----- Exercise materials -----

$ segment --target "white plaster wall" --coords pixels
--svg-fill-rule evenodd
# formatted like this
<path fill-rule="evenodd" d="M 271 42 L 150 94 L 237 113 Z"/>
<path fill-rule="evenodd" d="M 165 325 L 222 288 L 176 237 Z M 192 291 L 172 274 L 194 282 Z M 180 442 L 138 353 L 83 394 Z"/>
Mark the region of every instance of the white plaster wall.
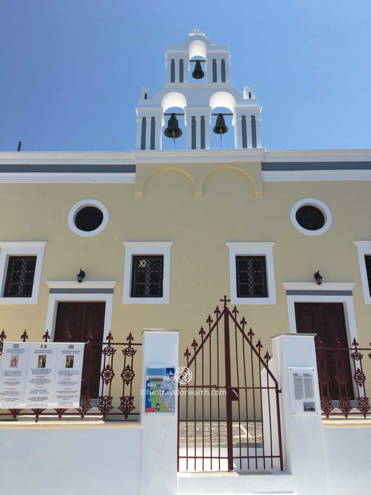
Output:
<path fill-rule="evenodd" d="M 0 430 L 0 493 L 139 495 L 142 430 Z"/>
<path fill-rule="evenodd" d="M 370 493 L 371 428 L 325 427 L 324 434 L 328 495 Z"/>

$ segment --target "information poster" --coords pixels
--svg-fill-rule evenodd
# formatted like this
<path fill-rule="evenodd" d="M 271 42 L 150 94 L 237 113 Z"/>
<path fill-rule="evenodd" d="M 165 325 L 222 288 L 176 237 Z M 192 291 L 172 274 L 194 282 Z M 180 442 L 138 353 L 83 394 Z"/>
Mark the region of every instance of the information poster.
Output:
<path fill-rule="evenodd" d="M 84 346 L 4 342 L 0 408 L 79 407 Z"/>
<path fill-rule="evenodd" d="M 174 366 L 147 366 L 145 412 L 175 412 L 176 397 Z"/>
<path fill-rule="evenodd" d="M 315 396 L 316 375 L 313 368 L 289 368 L 292 413 L 296 415 L 317 414 Z"/>

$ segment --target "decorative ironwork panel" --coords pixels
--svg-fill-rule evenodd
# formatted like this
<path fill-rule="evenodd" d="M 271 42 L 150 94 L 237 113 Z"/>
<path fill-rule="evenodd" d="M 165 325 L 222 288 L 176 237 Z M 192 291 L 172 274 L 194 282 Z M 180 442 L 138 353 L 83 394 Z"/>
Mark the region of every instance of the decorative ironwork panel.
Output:
<path fill-rule="evenodd" d="M 367 255 L 365 256 L 365 262 L 366 264 L 366 272 L 367 273 L 367 280 L 369 282 L 369 290 L 371 296 L 371 256 Z"/>
<path fill-rule="evenodd" d="M 95 206 L 86 206 L 77 213 L 75 225 L 80 230 L 91 232 L 97 229 L 103 221 L 103 213 Z"/>
<path fill-rule="evenodd" d="M 133 256 L 132 297 L 162 297 L 163 256 Z"/>
<path fill-rule="evenodd" d="M 30 297 L 36 266 L 36 256 L 10 256 L 3 297 Z"/>
<path fill-rule="evenodd" d="M 267 297 L 266 260 L 264 256 L 236 256 L 237 297 Z"/>
<path fill-rule="evenodd" d="M 299 208 L 295 217 L 300 227 L 307 230 L 318 230 L 325 225 L 324 214 L 318 208 L 310 204 Z"/>

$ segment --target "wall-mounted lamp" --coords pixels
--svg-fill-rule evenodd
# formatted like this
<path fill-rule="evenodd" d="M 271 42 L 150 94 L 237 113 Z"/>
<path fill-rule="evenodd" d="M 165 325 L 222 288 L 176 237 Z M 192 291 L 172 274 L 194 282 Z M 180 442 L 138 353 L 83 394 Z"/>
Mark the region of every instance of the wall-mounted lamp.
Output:
<path fill-rule="evenodd" d="M 80 272 L 76 275 L 76 277 L 77 277 L 77 281 L 79 282 L 79 284 L 81 284 L 81 282 L 83 281 L 85 276 L 85 272 L 83 271 L 81 269 L 81 268 L 80 268 Z"/>
<path fill-rule="evenodd" d="M 316 272 L 314 274 L 314 278 L 316 279 L 316 282 L 319 285 L 321 285 L 322 283 L 322 279 L 324 278 L 320 275 L 320 270 L 319 270 L 318 272 Z"/>

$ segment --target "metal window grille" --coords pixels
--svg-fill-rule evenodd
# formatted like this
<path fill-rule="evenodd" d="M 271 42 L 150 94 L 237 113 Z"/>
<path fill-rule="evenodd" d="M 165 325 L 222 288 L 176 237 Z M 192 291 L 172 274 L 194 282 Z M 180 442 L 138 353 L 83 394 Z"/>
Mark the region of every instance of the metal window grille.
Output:
<path fill-rule="evenodd" d="M 36 256 L 10 256 L 3 297 L 30 297 L 36 266 Z"/>
<path fill-rule="evenodd" d="M 369 282 L 369 290 L 370 295 L 371 296 L 371 255 L 367 254 L 365 256 L 365 262 L 366 264 L 366 272 L 367 273 L 367 280 Z"/>
<path fill-rule="evenodd" d="M 162 297 L 163 256 L 133 256 L 132 297 Z"/>
<path fill-rule="evenodd" d="M 236 256 L 237 297 L 267 297 L 265 256 Z"/>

-----

- _Given task_: Starting at the beginning of the data and ending at the line that contains "370 493 L 371", write those lines out again, shifting every coordinate in the answer outlines by adding -84 to it. Keep the requests and their format samples unchanged, and leave the pictures out of your answer.

- _Worked solution_:
$ segment --target "white plaster wall" --coords pixels
--svg-fill-rule evenodd
# formatted like this
<path fill-rule="evenodd" d="M 271 42 L 150 94 L 237 113 Z"/>
<path fill-rule="evenodd" d="M 165 325 L 222 288 L 176 237 Z M 192 291 L 172 274 L 194 282 Z M 180 442 L 138 353 L 83 394 Z"/>
Mark the region of every instance of the white plaster wall.
Output:
<path fill-rule="evenodd" d="M -84 346 L -84 409 L 55 411 L 58 346 Z"/>
<path fill-rule="evenodd" d="M 286 409 L 287 344 L 241 343 L 240 350 L 244 411 Z"/>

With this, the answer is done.